SHORT PROBLEM 1:
In the tokenizer notes, what does syntactic dependency refer to?
SHORT PROBLEM 2:
Reproduce the stretch of the tokenizer notes from "### Character-based tokenizer" through "loss of performance.".

PRON: Pronoun (e.g., "I", "you", "he")

VERB: Verb (e.g., "run", "is", "help")

NOUN: Noun (e.g., "dog", "cat", "car")

ADJ: Adjective (e.g., "big", "happy")

ADV: Adverb (e.g., "quickly", "always")

DET: Determiner (e.g., "the", "a")

PUNCT: Punctuation (e.g., period, question mark)

### token.dep_:
This feature shows the syntactic dependency of the token. Syntactic dependency refers to the grammatical relationship of a word with other words in a sentence. Examples include:

nsubj: Subject of the sentence

dobj: Direct object

iobj: Indirect object

ROOT: Root of the sentence

amod: Adjective modifier

punct: Punctuation mark

prep: Preposition

In [10]:
# This showcases the use of the 'spaCy' tokenizer with torchtext's get_tokenizer function

text = "I couldn't help the dog. Can't you do it? Don't be afraid if you are."
nlp = spacy.load("en_core_web_sm")
doc = nlp(text)

# Making a list of the tokens and priting the list
token_list = [token.text for token in doc]
print("Tokens:", token_list)

# Showing token details
for token in doc:
    print(token.text, token.pos_, token.dep_)

Tokens: ['I', 'could', "n't", 'help', 'the', 'dog', '.', 'Ca', "n't", 'you', 'do', 'it', '?', 'Do', "n't", 'be', 'afraid', 'if', 'you', 'are', '.']
I PRON nsubj
could AUX aux
n't PART neg
help VERB ROOT
the DET det
dog NOUN dobj
. PUNCT punct
Ca AUX aux
n't PART neg
you PRON nsubj
do VERB ROOT
it PRON dobj
? PUNCT punct
Do AUX aux
n't PART neg
be AUX ROOT
afraid ADJ acomp
if SCONJ mark
you PRON nsubj
are AUX advcl
. PUNCT punct


### Character-based tokenizer

However, it's important to note that character-based tokenization has its limitations. Single characters may not convey the same information as entire words, and the overall token length increases significantly, potentially causing issues with model size and a loss of performance.

Dataset rows on where objects appear
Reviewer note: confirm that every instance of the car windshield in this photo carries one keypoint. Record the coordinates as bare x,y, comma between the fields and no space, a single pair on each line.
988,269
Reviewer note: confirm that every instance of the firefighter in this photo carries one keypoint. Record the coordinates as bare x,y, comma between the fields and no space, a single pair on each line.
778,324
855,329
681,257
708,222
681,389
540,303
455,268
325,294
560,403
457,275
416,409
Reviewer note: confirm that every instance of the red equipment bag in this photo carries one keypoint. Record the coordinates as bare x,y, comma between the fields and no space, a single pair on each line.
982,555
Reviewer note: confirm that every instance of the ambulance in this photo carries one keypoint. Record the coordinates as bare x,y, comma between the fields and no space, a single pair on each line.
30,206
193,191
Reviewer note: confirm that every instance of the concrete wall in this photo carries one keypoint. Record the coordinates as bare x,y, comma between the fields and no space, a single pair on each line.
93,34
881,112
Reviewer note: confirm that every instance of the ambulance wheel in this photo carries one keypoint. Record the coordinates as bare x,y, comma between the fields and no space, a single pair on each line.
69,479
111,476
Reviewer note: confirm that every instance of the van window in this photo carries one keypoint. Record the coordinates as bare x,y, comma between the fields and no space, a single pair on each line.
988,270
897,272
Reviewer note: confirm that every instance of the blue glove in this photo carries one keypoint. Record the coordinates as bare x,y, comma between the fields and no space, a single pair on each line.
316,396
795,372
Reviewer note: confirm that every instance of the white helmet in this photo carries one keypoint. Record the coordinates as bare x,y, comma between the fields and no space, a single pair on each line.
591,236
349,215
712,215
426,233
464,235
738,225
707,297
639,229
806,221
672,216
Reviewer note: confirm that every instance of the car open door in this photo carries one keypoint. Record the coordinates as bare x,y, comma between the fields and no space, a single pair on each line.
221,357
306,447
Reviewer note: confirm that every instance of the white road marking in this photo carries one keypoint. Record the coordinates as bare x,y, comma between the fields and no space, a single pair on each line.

EXERCISE SOLUTION 1:
The grammatical relationship of a word with other words in a sentence.

EXERCISE SOLUTION 2:
### Character-based tokenizer

However, it's important to note that character-based tokenization has its limitations. Single characters may not convey the same information as entire words, and the overall token length increases significantly, potentially causing issues with model size and a loss of performance.